--- Stated task ---
Put the lines of the listing below, from the line containing "point: white area" through the end of the listing, both included, into a numbered list. Leave out any blank lines.

(A run of listing entries)
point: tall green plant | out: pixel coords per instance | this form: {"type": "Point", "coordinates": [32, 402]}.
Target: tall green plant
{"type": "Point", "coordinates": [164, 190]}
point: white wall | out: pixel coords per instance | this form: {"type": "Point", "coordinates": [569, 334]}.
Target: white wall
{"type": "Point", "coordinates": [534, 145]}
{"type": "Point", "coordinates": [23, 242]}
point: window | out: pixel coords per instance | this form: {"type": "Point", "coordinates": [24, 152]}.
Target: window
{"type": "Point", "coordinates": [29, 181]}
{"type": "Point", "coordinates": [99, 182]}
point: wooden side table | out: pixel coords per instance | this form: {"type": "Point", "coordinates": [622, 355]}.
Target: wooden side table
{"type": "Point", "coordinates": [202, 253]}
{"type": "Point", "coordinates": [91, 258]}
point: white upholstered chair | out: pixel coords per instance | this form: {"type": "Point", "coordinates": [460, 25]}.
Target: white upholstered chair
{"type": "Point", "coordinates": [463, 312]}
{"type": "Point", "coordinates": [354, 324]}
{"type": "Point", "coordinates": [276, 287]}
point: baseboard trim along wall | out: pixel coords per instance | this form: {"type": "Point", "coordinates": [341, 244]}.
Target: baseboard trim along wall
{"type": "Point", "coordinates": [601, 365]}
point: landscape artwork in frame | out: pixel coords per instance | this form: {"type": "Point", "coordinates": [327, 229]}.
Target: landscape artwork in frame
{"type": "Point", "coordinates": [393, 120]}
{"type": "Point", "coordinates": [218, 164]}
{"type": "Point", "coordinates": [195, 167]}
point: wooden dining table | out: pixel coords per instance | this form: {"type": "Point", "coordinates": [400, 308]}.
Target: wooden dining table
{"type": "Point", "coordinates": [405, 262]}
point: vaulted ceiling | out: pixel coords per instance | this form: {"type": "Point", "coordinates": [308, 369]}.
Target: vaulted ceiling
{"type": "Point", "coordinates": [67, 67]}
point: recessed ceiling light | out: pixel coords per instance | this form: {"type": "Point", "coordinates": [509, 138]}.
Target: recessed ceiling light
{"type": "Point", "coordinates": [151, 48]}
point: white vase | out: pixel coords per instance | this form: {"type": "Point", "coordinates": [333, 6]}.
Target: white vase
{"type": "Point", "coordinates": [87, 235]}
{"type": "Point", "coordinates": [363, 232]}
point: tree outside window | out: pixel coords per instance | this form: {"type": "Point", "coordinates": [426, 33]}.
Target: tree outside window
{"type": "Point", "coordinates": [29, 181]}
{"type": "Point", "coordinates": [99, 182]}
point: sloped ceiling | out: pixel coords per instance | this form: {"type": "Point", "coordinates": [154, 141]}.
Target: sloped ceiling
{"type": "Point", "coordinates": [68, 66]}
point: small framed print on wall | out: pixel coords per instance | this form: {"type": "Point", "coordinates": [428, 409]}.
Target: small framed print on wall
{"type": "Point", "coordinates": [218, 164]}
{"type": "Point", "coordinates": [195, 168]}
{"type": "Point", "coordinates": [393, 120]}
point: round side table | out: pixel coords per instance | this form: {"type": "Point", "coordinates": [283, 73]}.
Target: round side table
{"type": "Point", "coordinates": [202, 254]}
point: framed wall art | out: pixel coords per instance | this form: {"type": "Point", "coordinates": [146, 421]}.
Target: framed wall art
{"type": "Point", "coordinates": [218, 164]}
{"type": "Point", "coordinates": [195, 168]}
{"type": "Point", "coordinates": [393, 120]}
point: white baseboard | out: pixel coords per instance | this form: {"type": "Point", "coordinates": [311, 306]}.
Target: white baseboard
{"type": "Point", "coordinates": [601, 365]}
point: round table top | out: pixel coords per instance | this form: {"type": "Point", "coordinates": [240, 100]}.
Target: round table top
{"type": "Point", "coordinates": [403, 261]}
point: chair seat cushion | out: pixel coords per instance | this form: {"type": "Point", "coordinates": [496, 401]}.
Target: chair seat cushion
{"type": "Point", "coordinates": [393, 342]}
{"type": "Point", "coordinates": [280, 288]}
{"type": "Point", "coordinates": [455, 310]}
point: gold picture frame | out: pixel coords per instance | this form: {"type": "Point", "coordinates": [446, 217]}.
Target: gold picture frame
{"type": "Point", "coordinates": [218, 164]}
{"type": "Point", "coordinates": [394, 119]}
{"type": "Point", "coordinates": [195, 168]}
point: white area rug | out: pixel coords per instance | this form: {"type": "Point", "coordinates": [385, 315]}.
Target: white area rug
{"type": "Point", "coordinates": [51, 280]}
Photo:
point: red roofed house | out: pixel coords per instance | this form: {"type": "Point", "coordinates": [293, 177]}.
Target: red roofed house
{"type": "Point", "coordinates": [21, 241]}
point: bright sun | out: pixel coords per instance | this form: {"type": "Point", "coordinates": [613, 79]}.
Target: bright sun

--- Answer to this task ---
1. point: white area rug | out: pixel coords per instance | this form: {"type": "Point", "coordinates": [385, 315]}.
2. Target: white area rug
3. {"type": "Point", "coordinates": [51, 280]}
4. Photo:
5. point: red roofed house | out: pixel coords per instance | this form: {"type": "Point", "coordinates": [293, 177]}.
6. Target: red roofed house
7. {"type": "Point", "coordinates": [21, 241]}
8. point: bright sun | out: pixel coords per instance | this form: {"type": "Point", "coordinates": [613, 79]}.
9. Target: bright sun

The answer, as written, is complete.